Nothing in the data may be changed; retype all of it.

Stored items:

--------------------------------

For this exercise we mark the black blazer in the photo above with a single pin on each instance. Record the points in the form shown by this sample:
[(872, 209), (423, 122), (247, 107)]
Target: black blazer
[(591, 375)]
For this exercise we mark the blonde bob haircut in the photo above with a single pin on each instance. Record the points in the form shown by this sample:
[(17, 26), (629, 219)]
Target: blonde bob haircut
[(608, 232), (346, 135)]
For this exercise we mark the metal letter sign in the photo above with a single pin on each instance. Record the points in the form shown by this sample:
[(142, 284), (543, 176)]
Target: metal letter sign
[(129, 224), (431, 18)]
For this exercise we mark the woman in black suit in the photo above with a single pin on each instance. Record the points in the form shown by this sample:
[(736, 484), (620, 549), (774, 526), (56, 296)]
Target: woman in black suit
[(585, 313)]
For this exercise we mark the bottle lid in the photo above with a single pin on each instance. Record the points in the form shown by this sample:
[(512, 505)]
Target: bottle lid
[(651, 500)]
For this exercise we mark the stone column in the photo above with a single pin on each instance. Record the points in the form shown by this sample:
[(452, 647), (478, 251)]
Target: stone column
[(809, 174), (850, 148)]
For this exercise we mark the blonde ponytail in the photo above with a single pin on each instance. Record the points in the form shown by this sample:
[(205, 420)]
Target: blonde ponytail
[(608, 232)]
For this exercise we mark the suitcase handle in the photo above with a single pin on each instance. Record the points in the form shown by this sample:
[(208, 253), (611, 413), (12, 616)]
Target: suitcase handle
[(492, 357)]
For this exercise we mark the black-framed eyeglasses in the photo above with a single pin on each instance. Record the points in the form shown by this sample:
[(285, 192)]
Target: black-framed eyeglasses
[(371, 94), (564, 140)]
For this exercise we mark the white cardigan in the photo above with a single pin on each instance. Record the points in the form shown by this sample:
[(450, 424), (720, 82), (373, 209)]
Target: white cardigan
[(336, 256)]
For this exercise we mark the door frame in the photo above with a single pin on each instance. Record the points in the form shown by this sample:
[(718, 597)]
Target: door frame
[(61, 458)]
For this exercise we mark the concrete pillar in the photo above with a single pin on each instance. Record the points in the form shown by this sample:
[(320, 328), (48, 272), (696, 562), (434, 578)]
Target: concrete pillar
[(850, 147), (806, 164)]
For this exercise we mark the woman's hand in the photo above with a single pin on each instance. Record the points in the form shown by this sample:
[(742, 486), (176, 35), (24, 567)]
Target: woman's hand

--------------------------------

**Solution for this problem**
For this exercise we mark the black blazer in the photo above with a single pin on each instance. Record the points in the form shown by this sample:
[(872, 209), (423, 122), (247, 107)]
Target: black blazer
[(591, 375)]
For this exercise we mark the blonde bob haircut in the photo above with a single pin on each instance. Record the points in the form shown by this sample:
[(17, 26), (629, 219)]
Target: blonde bob haircut
[(608, 232), (346, 135)]
For this exercise we mark the metal letter sign in the photo above with a single pin on each instance. Record the points in the form shown by this sample:
[(142, 284), (543, 176)]
Target: metal letter sign
[(129, 224), (431, 18)]
For this exercise we mark the woman in black suit in the photo above with a single pin on each instance. Record the points in the form shown by this sample:
[(736, 484), (620, 549), (774, 526), (56, 296)]
Target: woman in black suit
[(585, 313)]
For this exercise we mark the bottle lid in the photo above with a single pin on each instance. Record the points in the form shown by this sample:
[(512, 505)]
Target: bottle lid
[(651, 500)]
For this exercise we mark the stone column in the photo above with a single pin on each instance. Record the points in the form shown by this sample:
[(452, 647), (478, 251)]
Target: stone column
[(809, 174), (850, 148)]
For this exercise we mark the blonde ponytail in the photo above with a single pin on each instance. Record the points in the form shown by this sample:
[(205, 420)]
Target: blonde ponytail
[(608, 232)]
For this exercise we mark the suitcase handle in the photo above with a single pin on each instance. Record the points in the form shown by this sample:
[(208, 253), (611, 413), (12, 616)]
Target: suitcase handle
[(492, 357)]
For this exercise we mark the black-framed eyeglasses in the photo above with a single pin on each instance. Record the points in the form shown by this sample:
[(285, 192)]
Target: black-framed eyeglasses
[(371, 94), (564, 140)]
For this exercise we mark the white cardigan in the photo above with a single pin on each instance. Record the points in the form shown by this sample:
[(450, 424), (720, 82), (373, 209)]
Target: white cardigan
[(336, 256)]
For this exercise we mark the door frame in the photo above with a single pin on each instance. Record the points in the form shown by this sample:
[(718, 597)]
Target: door frame
[(61, 458)]
For this exercise we mark the concrete pillar in the photo above with a single pin on each instance. Record the points in the form shown by this sample:
[(320, 328), (48, 272), (696, 562), (434, 578)]
Target: concrete pillar
[(850, 147), (806, 164)]
For this exercise we mark the woman's hand in the photo above with a single pin on each instance. Record the points in the form shown by this sample:
[(742, 486), (176, 35), (24, 567)]
Target: woman's hand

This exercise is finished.